#### Textauszug
━━━━━━━━━━━━━━━━━━━━━━━━━━━━━━

Infektionswelle rollt

Impfvorreiter Chile: „Macht es nicht wie wir“

Ausland
20.06.2021 12:47

Schon fast die Hälfte der Menschen in Chile ist bereits vollständig gegen das Coronavirus geimpft worden - dennoch hat die Belegung der Intensivstationen zuletzt ein kritisches Niveau erreicht. Zunehmend infizieren sich auch immer mehr junge Menschen mit dem Virus. Nun würden Vorwürfe laut, dass die Regierung bei der Bekämpfung der Pandemie zu einseitig auf Impfungen gesetzt habe.

Chile verzeichnete zuletzt einige der höchsten Ansteckungszahlen seit Pandemiebeginn, obwohl das Land eine der höchsten Impfquoten weltweit hat. Mehr als 60 Prozent der Einwohner haben mindestens eine Impfung erhalten, knapp 50 Prozent sind bereits vollständig geimpft. Dennoch wurde nun die Notstandslage im Land um drei Monate verlängert.

Kaum Intensivbetten mehr frei
Die Intensivstationen seien zu 96,7 Prozent ausgelastet, sagte der Beauf­tragte für die Intensivpflege des chilenischen Gesundheitswesens, Luis Castillo. Im ganzen Land seien nur noch 146 Intensivbetten frei. Das sei die höchste Auslastung in Chiles Geschich­te. Bei den meisten Intensivpatienten handele es sich um Menschen mit Covid-19. Ein Großteil sei noch nicht geimpft worden, so Castillo.

━━━━━━━━━━━━━━━━━━━━━━━━━━━━━━

#### Datenauszug
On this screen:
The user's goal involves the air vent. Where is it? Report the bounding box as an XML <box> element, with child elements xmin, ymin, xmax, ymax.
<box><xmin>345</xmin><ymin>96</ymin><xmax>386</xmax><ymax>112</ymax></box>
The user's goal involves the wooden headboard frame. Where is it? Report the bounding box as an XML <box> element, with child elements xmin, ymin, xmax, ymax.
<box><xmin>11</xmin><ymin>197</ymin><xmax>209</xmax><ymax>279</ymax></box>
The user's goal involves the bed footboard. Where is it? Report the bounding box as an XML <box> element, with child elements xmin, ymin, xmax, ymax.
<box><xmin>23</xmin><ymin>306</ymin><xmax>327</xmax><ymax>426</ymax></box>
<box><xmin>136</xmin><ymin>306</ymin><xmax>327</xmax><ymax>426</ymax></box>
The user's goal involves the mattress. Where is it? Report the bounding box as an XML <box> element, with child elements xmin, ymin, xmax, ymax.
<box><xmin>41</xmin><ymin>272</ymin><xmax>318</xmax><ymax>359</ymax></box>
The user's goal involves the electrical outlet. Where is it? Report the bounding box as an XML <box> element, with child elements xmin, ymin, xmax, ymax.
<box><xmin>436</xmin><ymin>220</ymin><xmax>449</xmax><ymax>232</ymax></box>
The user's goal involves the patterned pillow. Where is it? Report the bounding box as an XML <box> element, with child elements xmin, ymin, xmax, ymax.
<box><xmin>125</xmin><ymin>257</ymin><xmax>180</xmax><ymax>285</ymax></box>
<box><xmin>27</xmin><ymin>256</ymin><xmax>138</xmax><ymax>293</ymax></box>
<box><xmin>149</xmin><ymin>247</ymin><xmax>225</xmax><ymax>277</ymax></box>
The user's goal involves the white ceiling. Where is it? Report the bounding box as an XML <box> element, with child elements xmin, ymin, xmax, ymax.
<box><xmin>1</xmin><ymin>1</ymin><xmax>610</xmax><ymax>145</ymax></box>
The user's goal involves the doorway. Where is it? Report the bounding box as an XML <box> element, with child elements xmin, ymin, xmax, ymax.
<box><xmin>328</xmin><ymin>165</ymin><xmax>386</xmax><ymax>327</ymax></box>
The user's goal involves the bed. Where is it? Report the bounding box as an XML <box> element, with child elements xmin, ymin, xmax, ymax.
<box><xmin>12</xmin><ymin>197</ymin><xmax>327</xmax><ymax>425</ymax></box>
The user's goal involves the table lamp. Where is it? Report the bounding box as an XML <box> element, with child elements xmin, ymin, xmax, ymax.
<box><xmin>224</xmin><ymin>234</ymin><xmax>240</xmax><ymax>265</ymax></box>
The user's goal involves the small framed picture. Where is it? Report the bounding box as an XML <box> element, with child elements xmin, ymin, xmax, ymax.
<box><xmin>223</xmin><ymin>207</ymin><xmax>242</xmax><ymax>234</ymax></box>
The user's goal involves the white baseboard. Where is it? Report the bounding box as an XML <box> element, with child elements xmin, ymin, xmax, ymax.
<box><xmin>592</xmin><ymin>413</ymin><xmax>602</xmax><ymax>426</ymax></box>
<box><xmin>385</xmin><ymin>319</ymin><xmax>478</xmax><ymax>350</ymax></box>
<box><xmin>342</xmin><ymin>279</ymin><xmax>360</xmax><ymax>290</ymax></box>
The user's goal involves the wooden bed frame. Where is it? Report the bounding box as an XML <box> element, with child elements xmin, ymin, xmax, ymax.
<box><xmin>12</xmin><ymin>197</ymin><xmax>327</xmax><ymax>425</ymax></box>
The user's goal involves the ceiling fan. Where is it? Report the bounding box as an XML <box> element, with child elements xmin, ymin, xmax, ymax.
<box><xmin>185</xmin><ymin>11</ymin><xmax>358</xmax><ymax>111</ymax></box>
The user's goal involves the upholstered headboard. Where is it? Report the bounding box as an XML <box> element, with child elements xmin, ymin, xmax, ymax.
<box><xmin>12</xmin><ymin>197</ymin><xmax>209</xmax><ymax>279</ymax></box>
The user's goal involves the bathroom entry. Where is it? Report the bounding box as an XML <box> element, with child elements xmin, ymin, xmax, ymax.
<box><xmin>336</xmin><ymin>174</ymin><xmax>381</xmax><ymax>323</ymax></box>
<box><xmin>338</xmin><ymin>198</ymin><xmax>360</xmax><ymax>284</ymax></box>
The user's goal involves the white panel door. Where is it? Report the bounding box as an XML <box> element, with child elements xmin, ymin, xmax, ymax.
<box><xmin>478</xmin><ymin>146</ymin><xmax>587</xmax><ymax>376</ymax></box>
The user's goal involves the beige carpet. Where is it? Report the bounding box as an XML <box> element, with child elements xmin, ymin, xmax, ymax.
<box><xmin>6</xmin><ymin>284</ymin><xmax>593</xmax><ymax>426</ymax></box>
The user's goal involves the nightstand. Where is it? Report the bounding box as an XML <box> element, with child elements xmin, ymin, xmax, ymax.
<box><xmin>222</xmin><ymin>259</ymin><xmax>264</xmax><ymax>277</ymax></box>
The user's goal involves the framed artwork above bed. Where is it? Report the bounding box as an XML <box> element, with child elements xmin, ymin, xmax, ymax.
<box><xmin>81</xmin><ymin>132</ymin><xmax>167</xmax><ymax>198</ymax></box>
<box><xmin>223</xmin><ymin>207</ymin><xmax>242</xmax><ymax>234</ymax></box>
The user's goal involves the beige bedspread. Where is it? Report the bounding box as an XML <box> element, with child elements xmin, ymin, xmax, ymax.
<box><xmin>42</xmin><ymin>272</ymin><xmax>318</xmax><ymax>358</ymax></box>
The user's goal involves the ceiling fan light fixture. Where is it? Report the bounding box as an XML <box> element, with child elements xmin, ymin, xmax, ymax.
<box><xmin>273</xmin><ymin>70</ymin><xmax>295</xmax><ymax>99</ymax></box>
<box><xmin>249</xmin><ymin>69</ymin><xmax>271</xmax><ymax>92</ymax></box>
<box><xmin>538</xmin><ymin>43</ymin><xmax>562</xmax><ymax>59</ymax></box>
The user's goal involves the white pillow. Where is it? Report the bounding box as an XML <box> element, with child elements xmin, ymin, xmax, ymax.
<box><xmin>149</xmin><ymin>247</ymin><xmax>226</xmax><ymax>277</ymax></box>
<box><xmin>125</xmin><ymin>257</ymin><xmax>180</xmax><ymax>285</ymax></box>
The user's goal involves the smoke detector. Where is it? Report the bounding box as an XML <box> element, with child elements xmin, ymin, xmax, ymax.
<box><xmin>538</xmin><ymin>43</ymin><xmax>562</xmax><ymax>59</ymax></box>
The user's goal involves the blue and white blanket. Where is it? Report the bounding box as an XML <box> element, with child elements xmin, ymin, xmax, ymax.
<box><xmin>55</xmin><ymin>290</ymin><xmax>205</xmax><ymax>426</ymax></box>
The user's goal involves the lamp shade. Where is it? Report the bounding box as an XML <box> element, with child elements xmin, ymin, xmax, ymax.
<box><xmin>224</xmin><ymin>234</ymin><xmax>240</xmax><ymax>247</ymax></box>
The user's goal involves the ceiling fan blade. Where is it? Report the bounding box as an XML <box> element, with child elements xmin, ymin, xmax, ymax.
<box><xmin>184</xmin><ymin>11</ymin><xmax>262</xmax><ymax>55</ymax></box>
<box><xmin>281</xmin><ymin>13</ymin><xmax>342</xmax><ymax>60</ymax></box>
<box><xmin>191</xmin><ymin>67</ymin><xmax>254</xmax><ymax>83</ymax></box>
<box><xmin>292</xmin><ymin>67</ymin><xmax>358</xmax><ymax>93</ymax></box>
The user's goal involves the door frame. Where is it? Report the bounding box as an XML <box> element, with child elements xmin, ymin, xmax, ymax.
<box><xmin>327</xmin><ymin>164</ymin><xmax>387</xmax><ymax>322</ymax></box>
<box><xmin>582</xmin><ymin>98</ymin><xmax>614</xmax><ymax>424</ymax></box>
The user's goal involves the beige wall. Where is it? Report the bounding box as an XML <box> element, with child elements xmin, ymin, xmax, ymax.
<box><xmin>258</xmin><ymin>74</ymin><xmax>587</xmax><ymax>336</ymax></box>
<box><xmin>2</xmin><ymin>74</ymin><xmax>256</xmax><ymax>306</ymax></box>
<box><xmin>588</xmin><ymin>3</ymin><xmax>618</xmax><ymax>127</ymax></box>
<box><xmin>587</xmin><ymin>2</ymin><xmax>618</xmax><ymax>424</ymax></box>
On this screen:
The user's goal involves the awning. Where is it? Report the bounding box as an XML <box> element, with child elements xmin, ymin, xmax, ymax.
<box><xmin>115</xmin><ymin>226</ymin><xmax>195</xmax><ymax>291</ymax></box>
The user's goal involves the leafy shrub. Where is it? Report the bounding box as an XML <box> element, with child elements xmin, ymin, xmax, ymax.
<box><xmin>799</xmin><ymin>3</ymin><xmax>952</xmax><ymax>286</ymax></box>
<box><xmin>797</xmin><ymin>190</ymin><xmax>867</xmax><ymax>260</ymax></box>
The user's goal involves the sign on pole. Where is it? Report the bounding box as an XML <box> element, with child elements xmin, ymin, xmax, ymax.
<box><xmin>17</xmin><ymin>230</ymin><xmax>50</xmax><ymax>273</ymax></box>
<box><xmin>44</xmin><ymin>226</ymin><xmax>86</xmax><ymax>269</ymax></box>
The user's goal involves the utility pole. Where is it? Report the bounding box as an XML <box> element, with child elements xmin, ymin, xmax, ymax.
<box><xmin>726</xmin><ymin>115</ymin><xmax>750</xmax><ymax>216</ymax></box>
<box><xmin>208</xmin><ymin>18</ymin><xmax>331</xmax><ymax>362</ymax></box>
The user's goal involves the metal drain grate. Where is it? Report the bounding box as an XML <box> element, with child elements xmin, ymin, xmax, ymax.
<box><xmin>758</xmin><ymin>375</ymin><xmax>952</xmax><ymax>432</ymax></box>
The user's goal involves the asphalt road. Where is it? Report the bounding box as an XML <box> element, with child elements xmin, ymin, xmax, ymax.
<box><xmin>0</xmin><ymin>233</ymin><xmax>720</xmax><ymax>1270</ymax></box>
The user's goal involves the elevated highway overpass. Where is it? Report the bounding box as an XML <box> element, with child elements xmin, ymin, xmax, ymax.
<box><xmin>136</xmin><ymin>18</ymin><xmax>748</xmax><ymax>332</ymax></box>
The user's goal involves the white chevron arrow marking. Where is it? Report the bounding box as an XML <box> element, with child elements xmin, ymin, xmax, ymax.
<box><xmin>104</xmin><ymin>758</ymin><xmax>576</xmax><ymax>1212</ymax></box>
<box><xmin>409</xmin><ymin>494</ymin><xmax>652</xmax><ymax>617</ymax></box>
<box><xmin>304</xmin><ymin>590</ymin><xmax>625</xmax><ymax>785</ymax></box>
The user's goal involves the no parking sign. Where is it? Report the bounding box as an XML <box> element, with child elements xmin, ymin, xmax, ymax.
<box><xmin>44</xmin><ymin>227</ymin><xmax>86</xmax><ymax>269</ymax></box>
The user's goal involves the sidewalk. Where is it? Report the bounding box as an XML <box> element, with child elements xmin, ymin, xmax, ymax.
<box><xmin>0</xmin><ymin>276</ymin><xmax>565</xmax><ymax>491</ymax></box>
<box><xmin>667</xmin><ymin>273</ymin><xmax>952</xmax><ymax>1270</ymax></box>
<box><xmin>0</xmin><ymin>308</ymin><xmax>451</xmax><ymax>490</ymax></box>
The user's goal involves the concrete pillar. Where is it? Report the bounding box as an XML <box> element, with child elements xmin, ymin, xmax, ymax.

━━━━━━━━━━━━━━━━━━━━━━━━━━━━━━

#### Aufgaben
A. Welche Auslastung der Intensivstationen nennt der Textauszug?
B. Liste sämtliche Prozentangaben des Textauszugs auf und gib jeweils an, worauf sie sich beziehen.
C. Fasse den Textauszug in zwei Sätzen zusammen.
Die Zeilen stammen aus einer anderen Quelle als der Textauszug.

#### Lösungen je Aufgabe
A. 96,7 Prozent.

B.
- mehr als 60 Prozent: Einwohner mit mindestens einer Impfung
- knapp 50 Prozent: vollständig geimpfte Einwohner
- 96,7 Prozent: Auslastung der Intensivstationen

C. Obwohl in Chile knapp die Hälfte der Menschen vollständig geimpft ist, verzeichnet das Land einige der höchsten Ansteckungszahlen seit Pandemiebeginn, und die Notstandslage wurde um drei Monate verlängert. Laut Luis Castillo sind die Intensivstationen mit 96,7 Prozent so stark ausgelastet wie nie zuvor in Chiles Geschichte, überwiegend mit Covid-19-Patienten, von denen ein Großteil noch nicht geimpft ist.